▶ **EXERCISE AIM**
Please rewrite the rows from the start through the line holding "[308,286,317,303]", inclusive, with "Docstring" replaced by "Description" and everything else unchanged.

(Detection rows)

_ _ _ _ _

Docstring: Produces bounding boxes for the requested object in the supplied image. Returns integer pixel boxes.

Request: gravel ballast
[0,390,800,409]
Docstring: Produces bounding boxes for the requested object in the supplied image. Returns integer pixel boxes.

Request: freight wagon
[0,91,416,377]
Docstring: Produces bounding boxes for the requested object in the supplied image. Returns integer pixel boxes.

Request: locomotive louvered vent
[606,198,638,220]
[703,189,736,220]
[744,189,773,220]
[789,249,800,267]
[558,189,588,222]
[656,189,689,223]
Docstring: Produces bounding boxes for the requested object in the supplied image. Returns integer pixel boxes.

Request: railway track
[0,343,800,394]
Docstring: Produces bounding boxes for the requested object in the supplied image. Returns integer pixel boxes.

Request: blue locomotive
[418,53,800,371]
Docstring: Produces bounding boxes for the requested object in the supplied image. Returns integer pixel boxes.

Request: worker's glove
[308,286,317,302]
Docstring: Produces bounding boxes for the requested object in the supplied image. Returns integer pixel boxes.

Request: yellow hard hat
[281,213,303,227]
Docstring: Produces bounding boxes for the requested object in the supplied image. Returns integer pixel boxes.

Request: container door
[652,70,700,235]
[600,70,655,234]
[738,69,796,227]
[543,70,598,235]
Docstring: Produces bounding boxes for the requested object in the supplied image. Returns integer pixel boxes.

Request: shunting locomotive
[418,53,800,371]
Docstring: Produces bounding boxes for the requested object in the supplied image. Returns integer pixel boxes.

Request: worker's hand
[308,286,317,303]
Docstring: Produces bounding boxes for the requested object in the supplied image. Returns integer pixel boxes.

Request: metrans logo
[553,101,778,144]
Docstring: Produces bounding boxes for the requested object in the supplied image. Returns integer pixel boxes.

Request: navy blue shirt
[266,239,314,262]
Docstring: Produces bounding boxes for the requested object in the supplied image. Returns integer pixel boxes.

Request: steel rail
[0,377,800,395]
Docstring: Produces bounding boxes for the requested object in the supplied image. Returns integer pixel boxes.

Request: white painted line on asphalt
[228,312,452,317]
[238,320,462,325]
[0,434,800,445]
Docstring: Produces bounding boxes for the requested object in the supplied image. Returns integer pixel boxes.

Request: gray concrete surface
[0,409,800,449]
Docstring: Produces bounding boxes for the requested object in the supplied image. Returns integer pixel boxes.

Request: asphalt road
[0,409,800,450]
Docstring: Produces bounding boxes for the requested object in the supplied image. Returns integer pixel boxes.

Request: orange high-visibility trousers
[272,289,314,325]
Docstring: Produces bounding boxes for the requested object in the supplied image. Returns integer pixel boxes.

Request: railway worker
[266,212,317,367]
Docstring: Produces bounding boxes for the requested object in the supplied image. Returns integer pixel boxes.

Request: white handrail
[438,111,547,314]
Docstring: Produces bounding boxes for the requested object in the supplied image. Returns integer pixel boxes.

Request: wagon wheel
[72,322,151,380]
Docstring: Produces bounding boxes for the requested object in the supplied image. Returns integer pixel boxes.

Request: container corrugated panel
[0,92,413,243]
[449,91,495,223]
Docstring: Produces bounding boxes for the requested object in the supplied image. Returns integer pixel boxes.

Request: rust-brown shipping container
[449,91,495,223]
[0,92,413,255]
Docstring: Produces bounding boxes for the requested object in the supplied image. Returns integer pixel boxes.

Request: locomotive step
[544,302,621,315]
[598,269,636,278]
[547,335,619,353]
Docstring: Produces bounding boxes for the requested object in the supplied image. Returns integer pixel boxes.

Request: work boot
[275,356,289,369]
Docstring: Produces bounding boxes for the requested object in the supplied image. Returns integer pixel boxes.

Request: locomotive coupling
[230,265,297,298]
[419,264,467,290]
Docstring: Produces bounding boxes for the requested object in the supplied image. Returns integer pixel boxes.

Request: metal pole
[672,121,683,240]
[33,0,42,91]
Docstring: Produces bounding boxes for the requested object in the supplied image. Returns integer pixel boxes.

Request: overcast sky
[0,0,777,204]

_ _ _ _ _

▶ **ANSWER**
Description: Produces bounding boxes for the requested object in the supplied image. Returns integer pixel boxes.

Request: gravel ballast
[0,390,800,409]
Description: Produces bounding boxes for the requested object in the supplied image. Returns integer pixel boxes.

Request: freight wagon
[0,91,416,377]
Description: Produces bounding boxes for the requested object in the supplied image. Returns integer pixel boxes.

Request: locomotive louvered vent
[606,198,638,220]
[703,189,736,220]
[744,189,773,220]
[789,249,800,267]
[558,189,588,222]
[656,189,689,223]
Description: Produces bounding boxes for the requested object in the supplied image. Returns integer pixel boxes.

Request: railway track
[0,343,800,394]
Description: Produces bounding boxes for the requested object in the supplied image. Returns integer pixel boxes.

Request: blue locomotive
[418,53,800,371]
Description: Produces bounding boxes for the requested object in the supplied image. Returns integer pixel boxes.

Request: worker's glove
[308,286,317,302]
Description: Produces bounding boxes for the requested object in the supplied image. Returns integer pixel boxes.

Request: yellow hard hat
[281,213,303,227]
Description: Produces bounding boxes for the requested object in the supplied image. Returns integer pixel boxes.

Request: container door
[652,70,700,235]
[600,70,655,234]
[738,69,796,227]
[543,70,598,235]
Description: Produces bounding boxes for the requested object in the supplied image. Returns integer pixel boxes.

Request: shunting locomotive
[418,53,800,371]
Description: Produces bounding boxes for the requested object in the supplied image. Returns integer pixel boxes.

Request: worker's hand
[308,286,317,303]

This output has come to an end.